__Extracted data__.
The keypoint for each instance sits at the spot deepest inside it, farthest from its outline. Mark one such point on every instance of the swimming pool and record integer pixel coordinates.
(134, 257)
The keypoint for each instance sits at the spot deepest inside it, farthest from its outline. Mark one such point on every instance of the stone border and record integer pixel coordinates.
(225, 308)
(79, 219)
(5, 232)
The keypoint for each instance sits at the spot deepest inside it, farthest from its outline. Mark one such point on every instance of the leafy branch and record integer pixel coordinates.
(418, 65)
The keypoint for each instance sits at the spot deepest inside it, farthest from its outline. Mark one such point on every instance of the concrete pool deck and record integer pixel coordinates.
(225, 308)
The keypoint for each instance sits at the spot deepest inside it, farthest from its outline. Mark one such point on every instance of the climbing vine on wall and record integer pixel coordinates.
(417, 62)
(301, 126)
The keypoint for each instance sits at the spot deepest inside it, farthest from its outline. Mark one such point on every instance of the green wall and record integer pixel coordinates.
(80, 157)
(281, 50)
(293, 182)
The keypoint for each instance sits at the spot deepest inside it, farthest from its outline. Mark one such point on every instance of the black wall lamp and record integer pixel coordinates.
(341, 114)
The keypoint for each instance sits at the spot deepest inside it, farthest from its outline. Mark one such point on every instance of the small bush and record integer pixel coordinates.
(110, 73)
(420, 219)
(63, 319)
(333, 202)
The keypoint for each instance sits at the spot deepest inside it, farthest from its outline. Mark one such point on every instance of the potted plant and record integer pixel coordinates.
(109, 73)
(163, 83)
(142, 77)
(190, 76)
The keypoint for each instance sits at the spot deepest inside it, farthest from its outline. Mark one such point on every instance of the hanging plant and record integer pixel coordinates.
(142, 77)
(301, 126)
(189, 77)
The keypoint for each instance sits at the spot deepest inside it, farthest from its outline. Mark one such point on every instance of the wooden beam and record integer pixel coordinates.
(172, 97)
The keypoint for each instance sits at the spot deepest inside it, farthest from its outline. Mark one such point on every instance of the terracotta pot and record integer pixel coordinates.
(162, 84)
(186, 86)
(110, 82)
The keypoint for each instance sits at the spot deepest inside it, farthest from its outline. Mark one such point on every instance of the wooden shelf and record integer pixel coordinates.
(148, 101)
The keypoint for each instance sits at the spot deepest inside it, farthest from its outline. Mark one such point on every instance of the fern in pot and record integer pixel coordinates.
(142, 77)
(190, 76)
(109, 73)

__Exercise description__. Please repeat the material above, word for word and in full.

__Your response__.
The keypoint for each instance sits at the spot deepest inside it, farthest from its outline. Mark one such point on every instance of the swimming pool and record integer pixel coordinates.
(134, 257)
The keypoint for each instance sits at the spot deepest inside it, farthest from its outline. Mark one such point on every instance of the stone border and record integer pixel coordinates.
(225, 308)
(79, 219)
(5, 232)
The keypoint for each instance sits at the spot deepest inside it, farthest from its outline. Mark one such point on every instance of the leafy branch and record integer pixel coordinates.
(418, 65)
The keypoint for each instance sits at the spot deepest inside it, farthest from its outline. Mark one such point on every instance of the concrete pool deck and record integer pixel coordinates.
(225, 308)
The keypoint for each instance sits at the spot deepest inside it, farthest from its outline. Mark one such point on every instance of the climbing vine on wall and record integer pixel coordinates.
(417, 62)
(301, 126)
The keypoint for each instance sits at the spot deepest inside it, farthest from its outline. Mark one such point on every instance of the green wall and record integer pixel coordinates.
(80, 157)
(281, 50)
(293, 182)
The keypoint for each instance sits at the spot deepest inside it, farthest from its outline. Mark one such point on every instance of the black wall lamp and record integer pixel coordinates.
(341, 114)
The keypoint for each instance sits at the spot deepest inside it, farthest from its outline. Mark one such point on every instance of the small bush and record integer pixel coordinates.
(110, 73)
(420, 219)
(63, 319)
(333, 202)
The keypoint for each instance sits at the spot deepest inside it, farthest from its outline. Mark one such point on every instance of the potted plant and record integer pixel coordinates.
(109, 73)
(163, 83)
(142, 77)
(190, 76)
The keypoint for each instance sits at the spot deepest inside it, farthest from its outline. Mark one such point on every instance of the hanging plant and record integer pixel coordinates.
(142, 77)
(301, 126)
(189, 77)
The keypoint for each instance sits at the spot deepest inside it, farthest from its outline. Mark one such point on every instance of the wooden beam and record integer pixel coordinates.
(172, 97)
The keypoint for each instance sits at the spot deepest inside it, farthest from its outline. Mark one such point on every instance of the terracotta pot and record integer pixel coordinates.
(162, 84)
(186, 86)
(110, 82)
The keypoint for each instance sits at the spot deepest inside it, farthest from its outline. Mark one such point on every instance of the wooden shelf and record integer pixel coordinates.
(148, 101)
The keypoint for each instance sits at the spot deepest inside it, farthest from its outline. Mark one such point on every instance of the fern in pot and record integer pixel coordinates.
(142, 77)
(190, 76)
(109, 73)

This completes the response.